PROBLEM:
Copy every line of the records below word for word, keeping all brackets, commas, and spacing unchanged.

Begin THE RECORDS

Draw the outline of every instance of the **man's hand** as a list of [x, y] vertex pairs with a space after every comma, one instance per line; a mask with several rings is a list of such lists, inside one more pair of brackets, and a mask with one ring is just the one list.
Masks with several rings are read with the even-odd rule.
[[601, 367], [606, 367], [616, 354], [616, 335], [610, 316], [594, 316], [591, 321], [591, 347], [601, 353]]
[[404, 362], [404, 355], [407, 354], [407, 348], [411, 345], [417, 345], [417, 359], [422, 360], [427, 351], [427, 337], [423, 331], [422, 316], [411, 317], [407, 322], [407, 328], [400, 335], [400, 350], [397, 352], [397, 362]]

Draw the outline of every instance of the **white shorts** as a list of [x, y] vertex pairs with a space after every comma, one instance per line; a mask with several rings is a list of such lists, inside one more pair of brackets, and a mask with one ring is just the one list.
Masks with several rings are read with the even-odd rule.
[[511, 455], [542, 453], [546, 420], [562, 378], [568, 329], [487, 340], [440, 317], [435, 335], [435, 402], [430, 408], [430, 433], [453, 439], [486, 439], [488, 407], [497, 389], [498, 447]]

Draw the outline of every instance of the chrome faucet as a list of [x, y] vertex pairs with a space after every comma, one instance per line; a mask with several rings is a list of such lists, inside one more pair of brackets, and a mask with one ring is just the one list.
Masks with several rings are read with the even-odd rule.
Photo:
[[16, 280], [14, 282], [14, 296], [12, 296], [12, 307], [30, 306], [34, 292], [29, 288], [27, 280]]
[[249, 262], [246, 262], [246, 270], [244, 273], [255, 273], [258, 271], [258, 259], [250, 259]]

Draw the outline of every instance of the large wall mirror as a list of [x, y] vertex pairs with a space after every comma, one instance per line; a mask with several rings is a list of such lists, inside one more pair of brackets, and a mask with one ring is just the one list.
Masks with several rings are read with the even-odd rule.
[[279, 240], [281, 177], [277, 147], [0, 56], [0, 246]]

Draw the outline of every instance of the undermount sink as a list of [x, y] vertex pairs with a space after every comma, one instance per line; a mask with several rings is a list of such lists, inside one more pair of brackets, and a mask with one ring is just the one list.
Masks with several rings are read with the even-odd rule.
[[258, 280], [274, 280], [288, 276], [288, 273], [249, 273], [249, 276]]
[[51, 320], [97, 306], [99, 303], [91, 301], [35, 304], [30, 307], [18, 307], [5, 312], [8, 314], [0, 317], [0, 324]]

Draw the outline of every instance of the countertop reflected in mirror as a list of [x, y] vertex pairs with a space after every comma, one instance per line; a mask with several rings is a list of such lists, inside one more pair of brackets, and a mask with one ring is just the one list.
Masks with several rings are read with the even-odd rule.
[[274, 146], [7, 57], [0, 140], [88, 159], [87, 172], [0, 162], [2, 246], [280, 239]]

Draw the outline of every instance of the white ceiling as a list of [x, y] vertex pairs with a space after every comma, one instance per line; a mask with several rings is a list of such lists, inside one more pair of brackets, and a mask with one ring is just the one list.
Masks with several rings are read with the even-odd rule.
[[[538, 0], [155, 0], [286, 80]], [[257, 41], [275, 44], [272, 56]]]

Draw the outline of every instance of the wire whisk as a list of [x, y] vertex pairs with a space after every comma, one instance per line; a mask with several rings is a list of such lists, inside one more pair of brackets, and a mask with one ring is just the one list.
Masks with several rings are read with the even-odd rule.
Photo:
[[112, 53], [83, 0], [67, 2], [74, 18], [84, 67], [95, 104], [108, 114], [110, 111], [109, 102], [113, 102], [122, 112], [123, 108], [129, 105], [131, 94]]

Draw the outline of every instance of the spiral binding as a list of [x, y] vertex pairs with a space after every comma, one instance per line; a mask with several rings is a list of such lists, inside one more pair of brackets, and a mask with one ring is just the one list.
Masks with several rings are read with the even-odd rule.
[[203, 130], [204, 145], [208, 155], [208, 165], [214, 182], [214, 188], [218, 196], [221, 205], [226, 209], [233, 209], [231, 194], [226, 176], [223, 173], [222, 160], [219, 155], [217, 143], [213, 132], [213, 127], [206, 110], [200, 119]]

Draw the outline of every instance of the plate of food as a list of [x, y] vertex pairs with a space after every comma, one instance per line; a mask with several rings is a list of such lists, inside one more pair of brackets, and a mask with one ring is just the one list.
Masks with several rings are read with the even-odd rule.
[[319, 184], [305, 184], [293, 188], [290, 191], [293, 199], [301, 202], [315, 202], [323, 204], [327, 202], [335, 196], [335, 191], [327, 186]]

End THE RECORDS

PROBLEM SOLUTION:
Draw the outline of every instance of the **man's hand** as a list of [x, y] vertex pairs with a space after every comma, one instance per line; a mask with several rings is a list of such lists, inside one more pair of brackets, and a mask with one ring is just the one list.
Masks with several rings are read with the even-odd rule.
[[601, 367], [606, 367], [616, 354], [616, 335], [610, 316], [594, 316], [591, 321], [591, 347], [601, 353]]
[[404, 362], [404, 355], [407, 354], [407, 348], [411, 345], [417, 345], [417, 359], [422, 360], [427, 351], [427, 337], [423, 331], [422, 316], [411, 317], [407, 322], [407, 328], [400, 335], [400, 350], [397, 352], [397, 362]]

Draw the outline of every instance of the **white shorts** as a list of [x, y] vertex pairs with a space after every comma, one instance per line; a mask with several rings is a list of such lists, inside one more pair of brackets, and a mask with one ring is just the one list.
Masks with several rings are read with the even-odd rule.
[[511, 455], [542, 453], [546, 420], [562, 378], [568, 329], [487, 340], [440, 317], [435, 335], [435, 402], [430, 408], [430, 433], [453, 439], [486, 439], [488, 407], [497, 389], [498, 447]]

Draw the outline of every instance of the chrome faucet as a list of [x, y] vertex pairs with a space after every comma, one instance per line; a mask with several rings is a list of such lists, inside one more pair of brackets, and a mask with one ring is just the one list.
Masks with several rings are read with the even-odd rule.
Photo:
[[16, 280], [14, 282], [14, 296], [12, 296], [12, 307], [30, 306], [34, 292], [29, 288], [27, 280]]
[[249, 262], [246, 262], [246, 270], [244, 273], [255, 273], [258, 271], [258, 259], [250, 259]]

Draw the outline of every instance of the large wall mirror as a list of [x, y] vertex pairs with a space after every comma, one instance per line; a mask with several rings is a list of such lists, inside one more pair of brackets, and a mask with one ring is just the one list.
Masks with several rings are read with the even-odd rule.
[[279, 240], [281, 177], [277, 147], [0, 56], [0, 246]]

Draw the outline of every instance of the undermount sink as a list of [x, y] vertex pairs with a space after every comma, one instance per line; a mask with several rings is a list of such lists, inside one more pair of brackets, and a mask with one ring is just the one list.
Masks with several rings are read with the even-odd rule.
[[258, 280], [274, 280], [288, 276], [288, 273], [249, 273], [249, 276]]
[[51, 320], [97, 306], [99, 303], [91, 301], [35, 304], [30, 307], [18, 307], [5, 312], [8, 314], [0, 317], [0, 324]]

Draw the outline of every instance of the countertop reflected in mirror as a list of [x, y] vertex pairs with a space after every comma, one instance per line; a mask with several rings is a list of such lists, inside one more pair of brackets, and a mask with one ring is just the one list.
Masks with several rings are read with the even-odd rule.
[[274, 146], [7, 57], [0, 140], [88, 159], [87, 172], [0, 162], [2, 246], [280, 239]]

Draw the outline of every instance of the white ceiling as a list of [x, y] vertex pairs with a space after every comma, one instance per line; a mask with several rings is a list of such lists, inside one more pair of brackets, and a mask with one ring is just the one list.
Masks with several rings are read with the even-odd rule.
[[[538, 0], [155, 0], [286, 80]], [[257, 41], [275, 44], [272, 56]]]

Draw the outline of every instance of the wire whisk as a list of [x, y] vertex pairs with a space after every comma, one instance per line; a mask with several rings is a list of such lists, inside one more pair of brackets, and a mask with one ring is just the one list.
Masks with several rings are read with the even-odd rule.
Photo:
[[112, 53], [83, 0], [67, 2], [74, 18], [84, 67], [95, 104], [108, 114], [110, 111], [109, 102], [113, 102], [122, 112], [123, 108], [129, 105], [131, 94]]

Draw the outline of every instance of the spiral binding as a list of [x, y] vertex pairs with a space after every comma, one instance per line; a mask with several rings is a list of such lists, inside one more pair of brackets, and a mask with one ring is just the one list.
Masks with several rings are read with the even-odd rule.
[[203, 130], [204, 145], [208, 155], [208, 165], [214, 182], [214, 188], [218, 196], [221, 205], [226, 209], [233, 209], [231, 194], [226, 176], [223, 173], [222, 160], [219, 155], [217, 143], [213, 132], [213, 127], [206, 110], [200, 119]]

Draw the outline of every instance of the plate of food as a list of [x, y] vertex pairs with a space after every comma, one instance per line; a mask with several rings is a list of such lists, inside one more pair of brackets, and a mask with one ring is just the one list.
Masks with several rings are read with the even-odd rule.
[[319, 184], [305, 184], [293, 188], [290, 191], [293, 199], [301, 202], [315, 202], [323, 204], [327, 202], [335, 196], [335, 191], [327, 186]]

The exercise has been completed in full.